Return every line in the items below that contains the string "rocky".
** Begin Supplied data **
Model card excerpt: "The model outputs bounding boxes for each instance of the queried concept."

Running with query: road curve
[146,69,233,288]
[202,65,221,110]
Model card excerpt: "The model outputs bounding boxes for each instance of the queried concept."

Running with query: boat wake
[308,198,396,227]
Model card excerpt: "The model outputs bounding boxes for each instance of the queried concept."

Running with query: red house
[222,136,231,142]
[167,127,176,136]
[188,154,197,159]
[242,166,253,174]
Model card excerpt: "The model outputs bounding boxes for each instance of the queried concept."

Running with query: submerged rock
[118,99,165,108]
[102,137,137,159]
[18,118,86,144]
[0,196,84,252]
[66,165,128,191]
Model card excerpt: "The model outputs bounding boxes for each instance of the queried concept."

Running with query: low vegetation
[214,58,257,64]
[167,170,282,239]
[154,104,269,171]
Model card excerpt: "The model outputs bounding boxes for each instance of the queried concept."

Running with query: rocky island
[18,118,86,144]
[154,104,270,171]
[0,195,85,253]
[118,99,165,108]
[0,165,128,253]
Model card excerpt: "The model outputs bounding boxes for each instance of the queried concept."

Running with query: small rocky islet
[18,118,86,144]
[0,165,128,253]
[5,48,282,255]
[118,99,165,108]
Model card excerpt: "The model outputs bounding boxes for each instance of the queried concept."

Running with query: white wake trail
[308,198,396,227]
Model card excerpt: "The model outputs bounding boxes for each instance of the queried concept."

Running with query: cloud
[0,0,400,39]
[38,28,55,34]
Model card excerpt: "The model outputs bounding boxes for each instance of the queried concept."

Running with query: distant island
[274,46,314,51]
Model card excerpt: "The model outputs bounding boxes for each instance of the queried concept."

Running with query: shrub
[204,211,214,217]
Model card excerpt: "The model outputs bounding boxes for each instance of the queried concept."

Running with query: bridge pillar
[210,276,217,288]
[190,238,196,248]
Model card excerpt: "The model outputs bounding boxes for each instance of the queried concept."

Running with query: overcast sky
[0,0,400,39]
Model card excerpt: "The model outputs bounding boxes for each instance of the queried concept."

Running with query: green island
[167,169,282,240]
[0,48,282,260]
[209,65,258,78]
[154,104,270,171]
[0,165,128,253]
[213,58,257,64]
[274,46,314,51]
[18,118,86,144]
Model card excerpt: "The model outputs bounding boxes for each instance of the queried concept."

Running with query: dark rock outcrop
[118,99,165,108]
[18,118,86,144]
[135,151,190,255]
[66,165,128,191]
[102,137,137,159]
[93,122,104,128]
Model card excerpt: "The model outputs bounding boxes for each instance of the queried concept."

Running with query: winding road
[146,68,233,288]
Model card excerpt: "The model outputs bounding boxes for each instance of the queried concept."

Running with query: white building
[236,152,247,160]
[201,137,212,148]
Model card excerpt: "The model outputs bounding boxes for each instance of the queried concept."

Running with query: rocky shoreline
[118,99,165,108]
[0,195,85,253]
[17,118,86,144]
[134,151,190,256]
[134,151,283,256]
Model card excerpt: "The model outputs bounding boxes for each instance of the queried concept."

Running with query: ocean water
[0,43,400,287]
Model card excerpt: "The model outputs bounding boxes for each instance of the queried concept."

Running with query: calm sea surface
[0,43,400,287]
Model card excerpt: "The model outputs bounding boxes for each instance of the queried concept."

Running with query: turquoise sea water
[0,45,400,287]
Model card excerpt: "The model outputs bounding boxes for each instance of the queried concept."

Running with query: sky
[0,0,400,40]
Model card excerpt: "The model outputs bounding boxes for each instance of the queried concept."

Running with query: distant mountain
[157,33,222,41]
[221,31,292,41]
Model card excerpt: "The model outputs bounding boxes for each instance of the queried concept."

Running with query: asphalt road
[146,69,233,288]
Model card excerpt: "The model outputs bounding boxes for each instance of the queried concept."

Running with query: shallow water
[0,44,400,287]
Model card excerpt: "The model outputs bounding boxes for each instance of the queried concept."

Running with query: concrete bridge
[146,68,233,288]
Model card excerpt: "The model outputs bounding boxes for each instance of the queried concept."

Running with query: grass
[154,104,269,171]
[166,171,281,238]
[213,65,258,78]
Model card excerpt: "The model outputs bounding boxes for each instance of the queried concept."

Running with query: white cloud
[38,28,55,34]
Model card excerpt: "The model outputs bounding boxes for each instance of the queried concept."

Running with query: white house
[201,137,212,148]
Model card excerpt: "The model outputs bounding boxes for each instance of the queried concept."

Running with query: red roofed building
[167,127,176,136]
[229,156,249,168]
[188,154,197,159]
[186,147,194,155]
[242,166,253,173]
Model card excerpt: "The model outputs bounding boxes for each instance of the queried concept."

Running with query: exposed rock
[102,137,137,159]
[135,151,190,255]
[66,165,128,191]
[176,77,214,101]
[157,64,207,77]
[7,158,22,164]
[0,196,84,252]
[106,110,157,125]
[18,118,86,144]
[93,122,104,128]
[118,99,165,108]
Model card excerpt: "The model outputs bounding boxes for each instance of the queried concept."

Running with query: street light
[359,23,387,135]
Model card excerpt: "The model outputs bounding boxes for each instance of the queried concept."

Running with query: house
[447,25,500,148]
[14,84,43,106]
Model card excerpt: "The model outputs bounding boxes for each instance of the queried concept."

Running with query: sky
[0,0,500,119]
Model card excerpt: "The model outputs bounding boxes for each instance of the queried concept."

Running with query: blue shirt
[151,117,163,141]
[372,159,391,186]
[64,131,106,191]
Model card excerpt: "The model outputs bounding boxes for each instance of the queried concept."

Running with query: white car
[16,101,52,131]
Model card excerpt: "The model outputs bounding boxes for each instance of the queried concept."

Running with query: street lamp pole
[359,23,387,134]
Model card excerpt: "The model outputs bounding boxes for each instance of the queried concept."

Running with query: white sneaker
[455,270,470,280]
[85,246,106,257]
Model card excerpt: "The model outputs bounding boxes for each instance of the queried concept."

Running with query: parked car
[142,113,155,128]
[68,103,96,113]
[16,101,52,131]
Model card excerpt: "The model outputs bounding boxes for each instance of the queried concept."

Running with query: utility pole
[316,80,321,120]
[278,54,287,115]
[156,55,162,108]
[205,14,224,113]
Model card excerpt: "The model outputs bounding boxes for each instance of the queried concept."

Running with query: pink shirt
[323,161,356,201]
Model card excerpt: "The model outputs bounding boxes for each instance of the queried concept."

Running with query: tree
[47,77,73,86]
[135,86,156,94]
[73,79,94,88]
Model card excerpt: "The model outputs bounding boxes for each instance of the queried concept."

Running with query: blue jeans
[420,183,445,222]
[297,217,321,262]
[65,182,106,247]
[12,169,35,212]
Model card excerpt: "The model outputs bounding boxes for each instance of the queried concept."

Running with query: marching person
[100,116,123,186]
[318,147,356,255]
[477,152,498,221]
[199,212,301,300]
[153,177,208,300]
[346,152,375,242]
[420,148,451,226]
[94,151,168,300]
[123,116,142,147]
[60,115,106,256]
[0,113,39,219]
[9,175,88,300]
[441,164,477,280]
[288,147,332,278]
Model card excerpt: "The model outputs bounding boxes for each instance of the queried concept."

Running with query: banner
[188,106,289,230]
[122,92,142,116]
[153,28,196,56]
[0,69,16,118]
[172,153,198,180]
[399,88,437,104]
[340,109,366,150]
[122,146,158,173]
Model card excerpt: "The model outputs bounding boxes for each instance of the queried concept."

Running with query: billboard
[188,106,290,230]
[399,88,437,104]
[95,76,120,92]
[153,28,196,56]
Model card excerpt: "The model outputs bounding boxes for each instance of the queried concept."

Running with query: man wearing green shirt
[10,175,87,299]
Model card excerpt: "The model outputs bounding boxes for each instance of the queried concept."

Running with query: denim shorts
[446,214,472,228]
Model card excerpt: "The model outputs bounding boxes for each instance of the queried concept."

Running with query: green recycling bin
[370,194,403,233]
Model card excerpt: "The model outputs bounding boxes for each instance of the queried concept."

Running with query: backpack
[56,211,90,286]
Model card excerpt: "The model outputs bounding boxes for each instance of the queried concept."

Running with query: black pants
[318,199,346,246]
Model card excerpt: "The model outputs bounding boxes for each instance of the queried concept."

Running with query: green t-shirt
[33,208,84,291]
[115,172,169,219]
** End Supplied data **
Expected output:
Running with query: rocky island
Running with query: small rocky islet
Running with query: rocky shoreline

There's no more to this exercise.